Passage provided:
[Start]
And they did do that. The Alliance commissioned the Arrival Project and Project Aurora, with the Council and other aliens doubtless spending who knows how much sending various small teams to investigate the Reapers however they can.


Both the Object Rho Project and Task Force Aurora are dlc.  There is no evidence the Council did anything about the Reapers at all beyond "dismissing this claim"   We know from Garrus that the turians did nothing beyond his small task force to prepare for the Reapers

Preparing for, or at least investigating the Reapers would have been a great way to spend ME2, with ME3 applying what you have learned, with all sort so monkey wrenches being tossed in by red herrings, indoctrinated agents, Reaper attacks, etc (pretty sure a reaper destroyer was not part of the plan in curing the genophage, after all)


I...actually agree with this.

I like both Me2 and Me3 (more than ME1 and yes, I like that too) but it kind of forced too much on ME3's plate...
[End]
In the Mass Effect discussion, what does Garrus show about how the turians prepared for the Reapers? The listing after this point comes from a different source than the Mass Effect discussion.

Entries shown:
[Start]
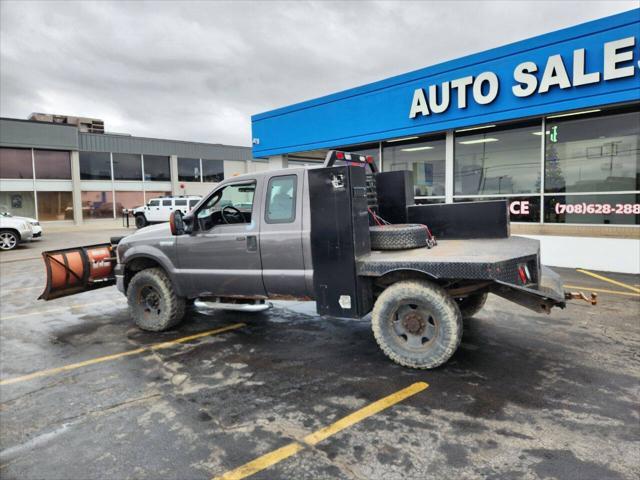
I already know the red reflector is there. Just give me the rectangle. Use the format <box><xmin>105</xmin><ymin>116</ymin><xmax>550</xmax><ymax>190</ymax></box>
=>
<box><xmin>518</xmin><ymin>266</ymin><xmax>527</xmax><ymax>283</ymax></box>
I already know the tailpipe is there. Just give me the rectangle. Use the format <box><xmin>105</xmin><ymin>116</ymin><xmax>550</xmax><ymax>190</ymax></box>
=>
<box><xmin>564</xmin><ymin>292</ymin><xmax>598</xmax><ymax>305</ymax></box>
[End]
Answer to the exercise:
The turians did nothing beyond his small task force to prepare for the Reapers.